### Extrait ###

Une hallucination collective : comment les artistes façonnent l’avenir de la réalité augmentée
Au début de l’été, San Francisco a accueilli une exposition sur la réalité augmentée et virtuelle intitulée Festival of the Impossible (Festival de l’impossible). Pour découvrir les somptueux univers créés par les artistes, les visiteurs étaient munis de tablettes. Dans l’une des œuvres, l’artiste avait converti la voix d’un chanteur d’opéra et projetait en direct une cartographie des sons et ambiances véhiculés par la musique. Une autre installation plongeait les visiteurs dans l’enfance sino-américaine de l’artiste et les invitait à faire eux-mêmes l’expérience des avantages et inconvénients de son identité biculturelle.
Même si nous ne sommes qu’à l’aube de la réalité augmentée (RA), ces projets donnent un aperçu du potentiel de ce moyen pour raconter des histoires immersives, en faisant appel aux émotions humaines. Après s’être rendue au festival, Esme Bella Rice, du magazine Wired, a rédigé un article sur la façon dont la technologie peut réveiller le narrateur qui sommeille en chaque artiste : « J’ai réalisé que les créations n’étaient pas uniquement des démonstrations technologiques, mais qu’elles offraient aussi aux artistes une occasion unique d’exprimer leur ingéniosité au travers de la technologie, avec une facilité et un réalisme déconcertants. »
Ce que la créativité a à gagner de la RA
« La réalité augmentée change radicalement la donne. Je crois qu’elle permet aux artistes de rendre le monde incroyablement ludique et de susciter de profondes émotions », confie Stefano Corazza, Head of Augmented Reality chez Adobe et fondateur du Festival of the Impossible. Stefano Corazza est aux avant-postes des technologies de réalité augmentée depuis de nombreuses années, comme en témoigne son travail de développement de technologies d’animation de personnages 3D en qualité de fondateur de Mixamo.
Pour Stefano Corazza, la RA a le pouvoir de combiner le meilleur des mondes physique et digital. « Nous sommes habitués à l’art dans le monde physique, sans tous les avantages de l’interactivité. Nous connaissons aussi les expériences interactives qui sont entièrement digitales et diffusées sur écran. La RA est à la croisée des deux mondes. Elle confère au monde physique un niveau de souplesse et de fluidité inédit. »
Deux qualités, en particulier, font de la RA un support à la fois nouveau et distinctif pour les artistes. La première : sa dimension immersive. « Si notre champ de vision binoculaire avoisine les 120 degrés, les expériences à l’écran n’occupent que 10, 20, voire 30 % de ce champ », déclare Stefano Corazza. « La perception de ces expériences a toujours été limitée. Au final, vous n’êtes pas complètement dedans. La RA présente le formidable avantage de repousser cette limite et de vous propulser réellement dans ces univers. »

### Données enregistrées ###

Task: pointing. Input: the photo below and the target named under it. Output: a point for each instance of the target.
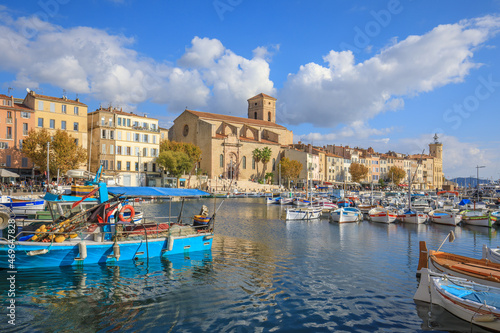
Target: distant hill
(469, 182)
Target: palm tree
(265, 156)
(257, 157)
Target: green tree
(290, 169)
(175, 162)
(257, 156)
(358, 171)
(396, 174)
(64, 153)
(265, 156)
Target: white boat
(472, 302)
(491, 254)
(413, 216)
(346, 214)
(448, 217)
(382, 215)
(303, 213)
(477, 217)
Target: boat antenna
(451, 237)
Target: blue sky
(385, 74)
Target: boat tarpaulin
(137, 191)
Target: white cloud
(343, 91)
(86, 60)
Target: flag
(91, 193)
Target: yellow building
(53, 113)
(126, 144)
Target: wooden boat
(472, 302)
(346, 215)
(477, 270)
(477, 217)
(104, 233)
(491, 254)
(382, 215)
(447, 217)
(303, 213)
(412, 216)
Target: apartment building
(126, 145)
(53, 113)
(16, 120)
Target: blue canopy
(464, 202)
(135, 191)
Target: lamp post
(477, 189)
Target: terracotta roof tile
(260, 96)
(233, 119)
(57, 99)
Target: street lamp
(477, 190)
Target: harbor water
(263, 274)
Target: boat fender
(4, 220)
(122, 211)
(82, 248)
(116, 251)
(170, 245)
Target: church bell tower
(262, 107)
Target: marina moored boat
(303, 213)
(382, 215)
(472, 302)
(346, 215)
(104, 233)
(448, 217)
(477, 217)
(478, 270)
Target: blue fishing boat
(104, 233)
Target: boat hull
(67, 253)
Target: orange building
(16, 120)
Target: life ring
(132, 213)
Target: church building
(227, 142)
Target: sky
(381, 74)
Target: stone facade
(227, 142)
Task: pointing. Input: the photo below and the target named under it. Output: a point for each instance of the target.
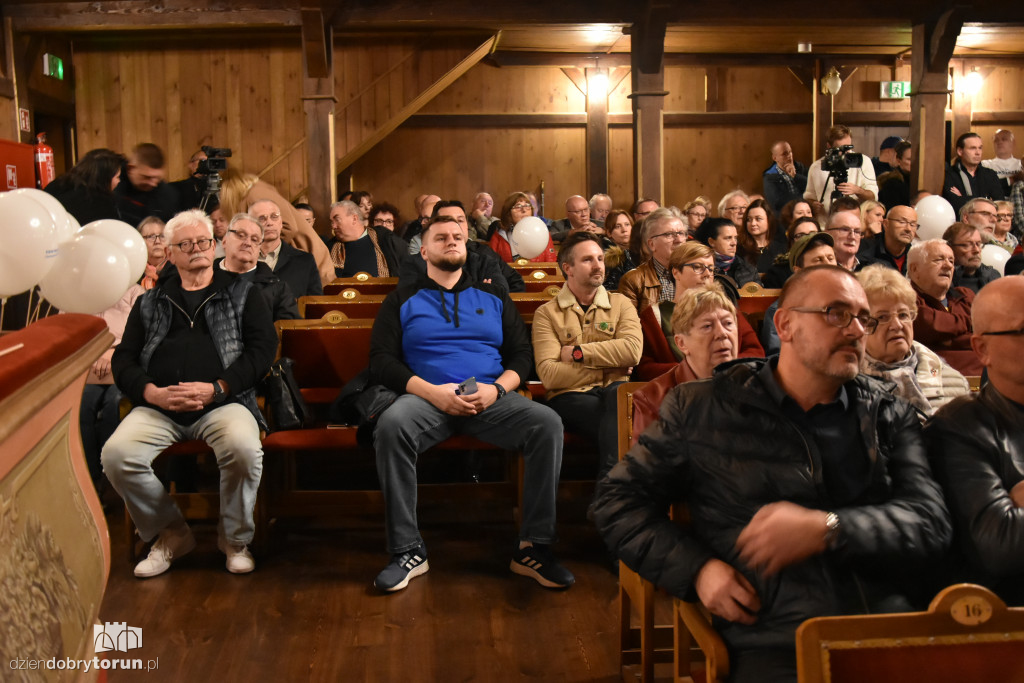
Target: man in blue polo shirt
(457, 350)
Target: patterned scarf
(338, 255)
(904, 374)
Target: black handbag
(287, 408)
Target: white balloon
(27, 243)
(61, 219)
(934, 216)
(89, 274)
(529, 238)
(125, 237)
(994, 256)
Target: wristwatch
(832, 530)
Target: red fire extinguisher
(45, 171)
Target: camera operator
(824, 179)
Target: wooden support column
(647, 63)
(931, 47)
(597, 131)
(317, 102)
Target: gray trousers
(412, 425)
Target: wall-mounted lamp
(832, 83)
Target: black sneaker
(540, 564)
(402, 567)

###

▶ _Objectifs_
(A) Recopiez l'extrait sur la réalité augmentée de « Ce que la créativité » à « fondateur de Mixamo. ».
(B) Répondez à ces questions d'après l'extrait sur la réalité augmentée :
(i) Dans quelle ville s'est tenu le Festival of the Impossible ?
(ii) De quelle entreprise Stefano Corazza est-il le fondateur ?
(iii) Selon Stefano Corazza, de combien de degrés notre champ de vision binoculaire est-il proche ?

▶ _Corrigé_
(A)
Ce que la créativité a à gagner de la RA
« La réalité augmentée change radicalement la donne. Je crois qu’elle permet aux artistes de rendre le monde incroyablement ludique et de susciter de profondes émotions », confie Stefano Corazza, Head of Augmented Reality chez Adobe et fondateur du Festival of the Impossible. Stefano Corazza est aux avant-postes des technologies de réalité augmentée depuis de nombreuses années, comme en témoigne son travail de développement de technologies d’animation de personnages 3D en qualité de fondateur de Mixamo.

(B)
(i) San Francisco.
(ii) Mixamo.
(iii) 120 degrés.